» WORK TO DO:
1) Transcribe the part of the configuration reference between "Complete schema for" and "and a description.", inclusive.
2) Decide whether each statement agrees with the configuration reference. Answer yes or no for each and quote the words that decide it. (a) If the config path cannot be read, the controller starts using environment defaults. (b) ALERTKUBE_DISPATCH_WORKERS defaults to 16. (c) Environment-variable fallbacks are applied before Validate() runs.

» TEXT SHOWN:
━━━━━━━━━━━━━━━━━━━━━━━━━━━━━━

Skip to content

Configuration reference

Complete schema for config.yaml (mounted from a ConfigMap). Every key is listed with its YAML type, the default applied by applyEnvDefaults, the legacy v1 environment-variable fallback (used only when the YAML key is unset/zero), the validation rule enforced by Validate() at load, and a description.

Load order: the YAML file is parsed, then env-var fallbacks are layered for unset keys, then Validate() runs. A config path that cannot be read is a hard error - the controller does not boot on env defaults alone.

Env fallbacks fire only on the zero value

Fallbacks apply when the YAML field equals its zero value ("", 0, false). A legitimately-zero numeric value cannot be expressed for keys that have a non-zero default - e.g. setting behavior.muteSeconds: 0 triggers the MUTE_SECONDS lookup and then fails validation (muteSeconds (...) must exceed the informer resync period (300s)).

Top-level

Path Type Default Env fallback Validation Description
cluster string "" CLUSTER_NAME - Cluster name rendered into every alert.
metricsAddr string :9090 METRICS_ADDR - Listen address for /metrics, /healthz, /readyz, and (when co-located) the data plane.
apiAddr string "" ALERTKUBE_API_ADDR - Optional SEPARATE listen address for the sensitive data plane (/api/*, console, receiver). Empty co-locates everything on metricsAddr; set it to firewall the data port independently of /metrics + probes.

Runtime tuning & scaling (environment only)

These are set via environment variables (not the YAML config):

Env var Default Description
ALERTKUBE_DISPATCH_WORKERS 16 Delivery worker-pool size (async fan-out decoupled from the informer thread).
ALERTKUBE_DISPATCH_QUEUE 2048 Delivery queue capacity before enqueue applies backpressure.
ALERTKUBE_ENABLE_PPROF false Serve /debug/pprof (read-token gated, fail-closed).

━━━━━━━━━━━━━━━━━━━━━━━━━━━━━━

» DATA SECTION:

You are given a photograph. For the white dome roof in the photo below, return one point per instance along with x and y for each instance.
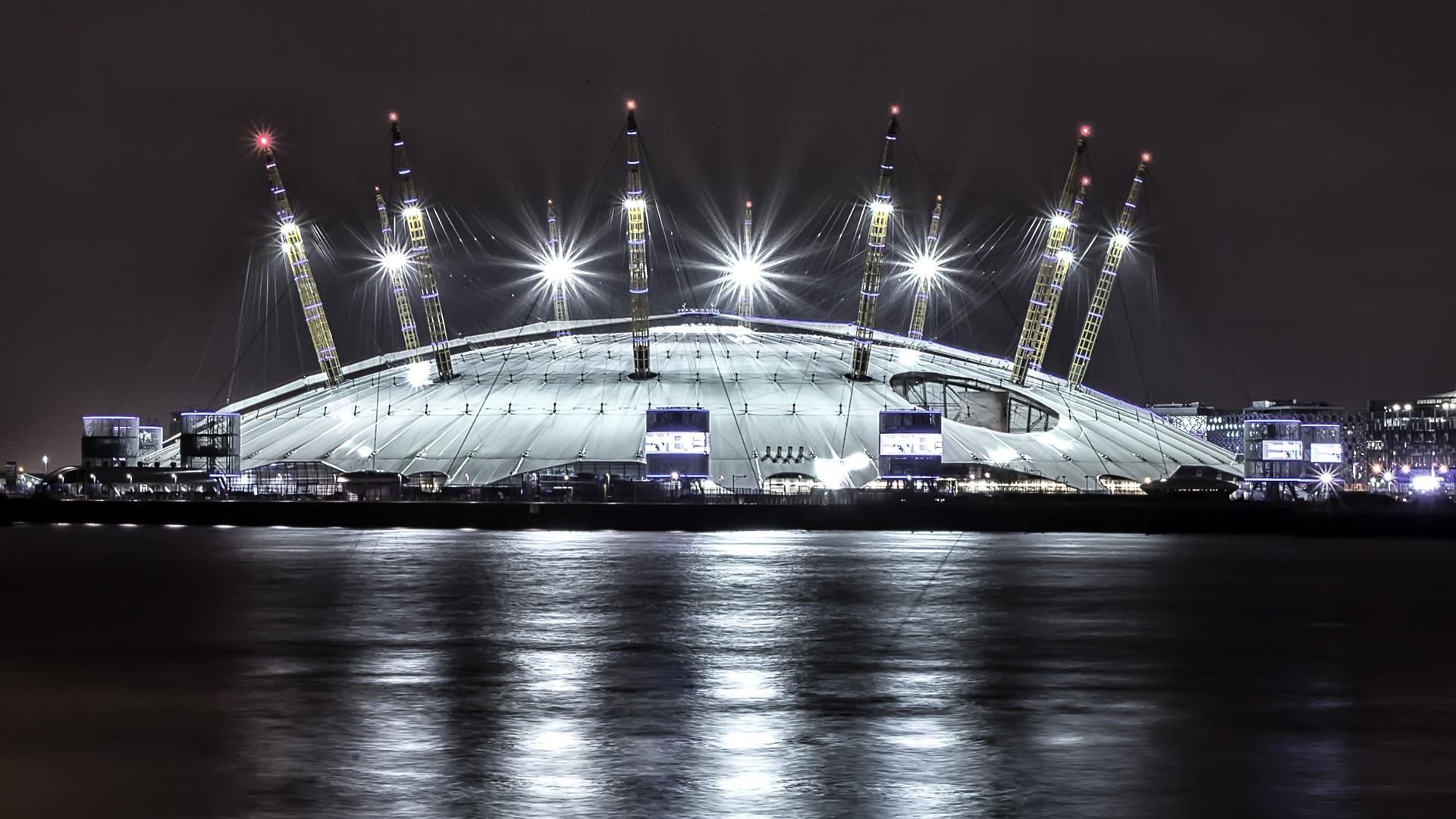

━━━━━━━━━━━━━━━━━━━━━━━━━━━━━━

» IN RESPONSE:
1)
Complete schema for config.yaml (mounted from a ConfigMap). Every key is listed with its YAML type, the default applied by applyEnvDefaults, the legacy v1 environment-variable fallback (used only when the YAML key is unset/zero), the validation rule enforced by Validate() at load, and a description.

2)
(a) No: "A config path that cannot be read is a hard error - the controller does not boot on env defaults alone."
(b) Yes: "ALERTKUBE_DISPATCH_WORKERS 16 Delivery worker-pool size"
(c) Yes: "then env-var fallbacks are layered for unset keys, then Validate() runs."